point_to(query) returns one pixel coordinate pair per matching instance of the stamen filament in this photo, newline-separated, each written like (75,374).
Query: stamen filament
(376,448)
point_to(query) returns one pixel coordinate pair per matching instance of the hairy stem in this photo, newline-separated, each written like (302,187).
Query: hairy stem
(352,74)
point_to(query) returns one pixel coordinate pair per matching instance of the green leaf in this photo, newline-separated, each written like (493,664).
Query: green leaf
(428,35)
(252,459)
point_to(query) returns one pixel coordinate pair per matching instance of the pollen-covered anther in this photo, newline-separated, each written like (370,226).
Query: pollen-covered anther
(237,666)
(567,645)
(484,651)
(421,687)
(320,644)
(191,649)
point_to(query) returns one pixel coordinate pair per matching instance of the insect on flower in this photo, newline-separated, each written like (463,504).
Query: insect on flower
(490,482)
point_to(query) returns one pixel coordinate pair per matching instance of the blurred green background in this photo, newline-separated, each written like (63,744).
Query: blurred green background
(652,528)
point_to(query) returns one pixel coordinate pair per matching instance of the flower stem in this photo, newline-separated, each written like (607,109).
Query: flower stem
──────────
Render the data from the line containing "written like (63,744)." through the end of the data as a JSON list of strings, with one string per line and blank lines omitted. Include both the starting line and the final line.

EXERCISE OUTPUT:
[
  "point_to(query) returns one pixel coordinate pair per matching instance of the blurred green background in this photo, newline-separated, each written like (63,744).",
  "Query: blurred green background",
  "(652,528)",
  "point_to(query) returns one pixel coordinate pair per matching instance of the flower stem in this photo, newline-separated, each written like (607,109).",
  "Query: flower stem"
]